* **TASK DIRECTIONS**:
The records below are to be repeated exactly, and their pictures left out.

___ MATERIAL FOR THIS TASK

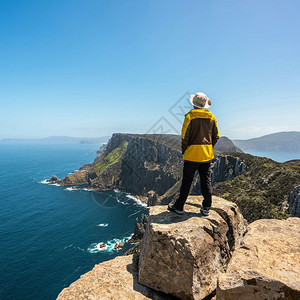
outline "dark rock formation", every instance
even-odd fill
[[[147,202],[148,206],[156,205],[157,200],[158,200],[158,195],[156,194],[155,191],[151,190],[147,193],[147,199],[148,199],[148,202]]]
[[[122,249],[124,247],[124,243],[123,242],[118,242],[114,245],[114,250],[119,250]]]
[[[179,193],[182,167],[180,136],[113,134],[92,164],[67,175],[60,184],[118,189],[147,197],[149,206],[167,204]],[[245,169],[241,159],[219,154],[214,161],[212,182],[228,180]],[[192,193],[200,192],[198,178]]]
[[[46,180],[46,182],[49,182],[49,183],[57,183],[59,182],[60,180],[58,179],[57,176],[53,175],[50,179]]]
[[[289,210],[292,217],[300,217],[300,185],[294,186],[290,193]]]
[[[107,245],[106,245],[105,243],[99,243],[99,244],[98,244],[98,247],[99,247],[99,248],[105,248],[105,247],[107,247]]]
[[[143,238],[147,224],[148,224],[147,215],[142,214],[141,222],[139,222],[139,219],[136,218],[134,233],[133,233],[133,236],[131,237],[131,239],[128,240],[128,243],[139,242]]]

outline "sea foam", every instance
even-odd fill
[[[139,206],[147,207],[147,204],[146,204],[146,203],[142,202],[142,201],[141,201],[140,199],[138,199],[138,198],[133,197],[133,196],[130,195],[130,194],[127,194],[126,197],[129,198],[129,199],[134,200],[134,201],[135,201],[135,204],[137,204],[137,205],[139,205]]]
[[[58,184],[58,183],[48,182],[47,180],[48,179],[44,179],[44,180],[40,181],[39,183],[60,186],[60,184]]]
[[[99,227],[107,227],[107,226],[108,226],[108,223],[100,223],[100,224],[98,224],[97,226],[99,226]]]
[[[65,191],[70,191],[70,192],[72,192],[72,191],[77,191],[77,190],[78,190],[78,189],[77,189],[76,187],[74,187],[74,186],[65,188]]]
[[[115,245],[117,243],[123,242],[124,244],[132,237],[132,234],[130,236],[124,237],[123,239],[112,239],[110,241],[106,242],[99,242],[99,243],[92,243],[88,248],[87,251],[90,253],[98,253],[101,251],[107,251],[107,252],[114,252],[118,251],[120,249],[114,249]],[[100,245],[104,243],[106,246],[105,247],[100,247]]]

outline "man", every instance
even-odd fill
[[[208,216],[212,197],[211,161],[214,158],[213,147],[219,139],[219,130],[215,116],[207,109],[211,106],[211,101],[204,93],[191,95],[190,102],[194,108],[185,115],[181,130],[184,166],[180,195],[173,205],[168,205],[168,209],[183,214],[184,203],[198,170],[204,198],[200,212],[201,215]]]

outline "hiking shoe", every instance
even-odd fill
[[[202,216],[209,216],[209,209],[210,207],[202,207],[201,210],[200,210],[200,213]]]
[[[172,204],[168,205],[168,210],[172,211],[172,212],[174,212],[174,213],[176,213],[178,215],[182,215],[183,214],[183,210],[179,210],[179,209],[175,208],[174,205],[172,205]]]

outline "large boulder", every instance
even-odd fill
[[[144,300],[172,299],[137,282],[137,260],[132,255],[95,265],[80,279],[64,288],[58,300]]]
[[[300,219],[251,223],[219,278],[217,299],[300,299]]]
[[[150,208],[139,259],[139,282],[180,299],[203,299],[217,287],[247,222],[235,203],[213,197],[208,217],[201,196],[189,196],[183,215]]]

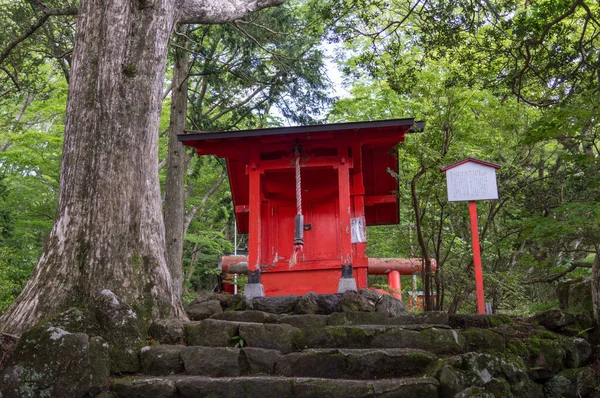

______

* **TASK OUTPUT**:
outline "dark rock formation", every instance
even-odd fill
[[[147,202],[148,206],[156,205],[157,200],[158,200],[158,195],[156,194],[155,191],[151,190],[147,193],[147,199],[148,199],[148,202]]]
[[[122,249],[124,247],[124,243],[123,242],[118,242],[114,245],[114,250],[119,250]]]
[[[179,193],[182,167],[180,136],[113,134],[92,164],[67,175],[60,184],[118,189],[147,197],[149,206],[167,204]],[[245,169],[241,159],[219,154],[214,161],[212,182],[228,180]],[[192,193],[200,192],[198,178]]]
[[[46,180],[46,182],[49,182],[49,183],[57,183],[59,182],[60,180],[58,179],[57,176],[53,175],[50,179]]]
[[[289,210],[292,217],[300,217],[300,185],[294,186],[290,193]]]
[[[107,245],[106,245],[105,243],[99,243],[99,244],[98,244],[98,247],[99,247],[99,248],[105,248],[105,247],[107,247]]]
[[[143,238],[147,224],[148,224],[147,215],[142,214],[141,222],[139,222],[139,219],[136,218],[134,233],[133,233],[133,236],[131,237],[131,239],[128,240],[128,243],[139,242]]]

outline "sea foam", every instance
even-odd fill
[[[139,206],[147,207],[147,204],[146,204],[146,203],[142,202],[142,201],[141,201],[140,199],[138,199],[138,198],[133,197],[133,196],[130,195],[130,194],[127,194],[126,197],[129,198],[129,199],[134,200],[134,201],[135,201],[135,204],[137,204],[137,205],[139,205]]]
[[[58,184],[58,183],[48,182],[47,180],[48,179],[44,179],[44,180],[40,181],[39,183],[60,186],[60,184]]]
[[[99,227],[107,227],[107,226],[108,226],[108,223],[100,223],[100,224],[98,224],[97,226],[99,226]]]
[[[65,191],[70,191],[70,192],[72,192],[72,191],[77,191],[77,190],[78,190],[78,189],[77,189],[76,187],[74,187],[74,186],[65,188]]]
[[[115,245],[117,243],[123,242],[124,244],[132,237],[132,234],[130,236],[124,237],[123,239],[112,239],[110,241],[106,242],[99,242],[99,243],[92,243],[88,248],[87,251],[90,253],[98,253],[101,251],[107,251],[107,252],[114,252],[118,251],[120,249],[114,249]],[[100,245],[104,243],[106,246],[105,247],[100,247]]]

outline "man", every instance
even-odd fill
[[[208,216],[212,197],[211,161],[214,158],[213,147],[219,139],[219,130],[215,116],[207,109],[211,106],[211,101],[204,93],[191,95],[190,102],[194,108],[185,115],[181,130],[184,166],[180,195],[173,205],[168,205],[168,209],[183,214],[184,203],[198,170],[204,198],[200,212],[201,215]]]

outline "hiking shoe", every instance
even-odd fill
[[[202,216],[209,216],[209,209],[210,207],[202,207],[201,210],[200,210],[200,213]]]
[[[172,204],[168,205],[168,210],[172,211],[172,212],[174,212],[174,213],[176,213],[178,215],[182,215],[183,214],[183,210],[179,210],[179,209],[175,208],[174,205],[172,205]]]

outline "large boulder", every instance
even-odd fill
[[[144,300],[172,299],[137,282],[137,260],[132,255],[95,265],[80,279],[64,288],[58,300]]]
[[[300,219],[251,223],[219,278],[217,299],[300,299]]]
[[[150,208],[139,259],[139,282],[180,299],[203,299],[217,287],[247,222],[235,203],[213,197],[208,217],[201,196],[189,196],[183,215]]]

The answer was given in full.